The exercise: Turn everything from the line containing "Objective — one dot on each instance of the string" down to the end of the entries into a numbered list, leaving out any blank lines.

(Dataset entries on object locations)
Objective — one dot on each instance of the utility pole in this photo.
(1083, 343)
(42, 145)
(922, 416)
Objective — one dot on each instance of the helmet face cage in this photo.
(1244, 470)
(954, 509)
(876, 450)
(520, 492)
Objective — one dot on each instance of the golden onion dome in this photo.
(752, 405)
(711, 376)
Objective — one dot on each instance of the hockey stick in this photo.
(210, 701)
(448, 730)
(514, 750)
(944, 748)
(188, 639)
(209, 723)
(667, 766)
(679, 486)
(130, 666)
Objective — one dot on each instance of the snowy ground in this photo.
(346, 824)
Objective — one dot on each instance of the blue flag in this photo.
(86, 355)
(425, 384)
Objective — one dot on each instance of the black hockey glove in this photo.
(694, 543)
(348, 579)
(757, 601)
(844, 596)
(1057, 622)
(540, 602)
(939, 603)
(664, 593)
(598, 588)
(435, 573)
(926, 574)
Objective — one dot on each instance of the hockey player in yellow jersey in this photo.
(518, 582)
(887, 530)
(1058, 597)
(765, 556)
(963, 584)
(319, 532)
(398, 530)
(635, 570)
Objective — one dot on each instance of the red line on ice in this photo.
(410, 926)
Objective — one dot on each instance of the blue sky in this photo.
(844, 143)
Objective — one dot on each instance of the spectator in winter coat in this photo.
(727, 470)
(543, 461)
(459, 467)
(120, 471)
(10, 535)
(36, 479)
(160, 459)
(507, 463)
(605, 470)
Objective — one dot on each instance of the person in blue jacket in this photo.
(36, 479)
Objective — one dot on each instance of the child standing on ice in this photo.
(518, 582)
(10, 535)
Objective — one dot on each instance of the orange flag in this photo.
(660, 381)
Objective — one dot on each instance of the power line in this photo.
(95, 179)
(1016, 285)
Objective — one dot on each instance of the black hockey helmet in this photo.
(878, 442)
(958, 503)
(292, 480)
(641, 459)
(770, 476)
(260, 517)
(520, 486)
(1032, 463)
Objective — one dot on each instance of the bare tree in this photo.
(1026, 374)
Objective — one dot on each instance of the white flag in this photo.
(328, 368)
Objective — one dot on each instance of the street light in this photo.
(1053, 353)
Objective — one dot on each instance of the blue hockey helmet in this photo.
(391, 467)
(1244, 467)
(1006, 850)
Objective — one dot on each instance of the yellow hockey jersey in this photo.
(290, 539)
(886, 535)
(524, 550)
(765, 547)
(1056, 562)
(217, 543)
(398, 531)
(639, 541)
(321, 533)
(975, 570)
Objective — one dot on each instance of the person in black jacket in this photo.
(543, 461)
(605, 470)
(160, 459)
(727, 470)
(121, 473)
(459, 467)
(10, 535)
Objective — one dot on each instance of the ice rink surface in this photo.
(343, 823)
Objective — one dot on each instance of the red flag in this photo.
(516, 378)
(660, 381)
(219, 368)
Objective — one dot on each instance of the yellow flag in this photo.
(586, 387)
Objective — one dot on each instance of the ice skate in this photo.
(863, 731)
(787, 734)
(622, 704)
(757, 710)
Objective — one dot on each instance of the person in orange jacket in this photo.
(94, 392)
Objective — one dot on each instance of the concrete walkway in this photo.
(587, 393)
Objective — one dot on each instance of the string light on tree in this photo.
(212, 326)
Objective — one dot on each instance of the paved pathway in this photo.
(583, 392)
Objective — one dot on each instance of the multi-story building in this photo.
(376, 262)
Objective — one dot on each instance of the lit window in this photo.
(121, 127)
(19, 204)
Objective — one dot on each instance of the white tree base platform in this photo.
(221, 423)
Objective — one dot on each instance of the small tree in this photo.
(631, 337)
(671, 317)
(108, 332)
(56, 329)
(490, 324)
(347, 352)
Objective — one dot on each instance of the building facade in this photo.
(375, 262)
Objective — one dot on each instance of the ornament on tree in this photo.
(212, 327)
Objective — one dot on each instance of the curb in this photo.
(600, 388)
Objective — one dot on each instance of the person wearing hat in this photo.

Completed task:
1. Objective — one dot on each instance of the string light on tree in this photo.
2. (212, 326)
3. Objective — one dot on each instance of the paved pathway in this photo.
4. (583, 392)
5. Objective — one dot on each instance of the multi-story building in this photo.
6. (376, 262)
7. Objective — one dot on each instance of the lit window in this photo.
8. (121, 127)
9. (19, 204)
10. Objective — one dot on each instance of the white tree base platform in this photo.
11. (221, 423)
12. Objective — one dot on each instance of the small tree in this photo.
13. (631, 337)
14. (671, 317)
15. (108, 332)
16. (56, 329)
17. (490, 324)
18. (347, 352)
19. Objective — one dot on each instance of the building facade in this photo.
20. (375, 262)
21. Objective — one dot on each instance of the ornament on tree in this photo.
22. (212, 327)
23. Objective — one dot on each instance of the curb in this photo.
24. (600, 388)
25. Objective — one dot on each instance of the person wearing hat in this photo.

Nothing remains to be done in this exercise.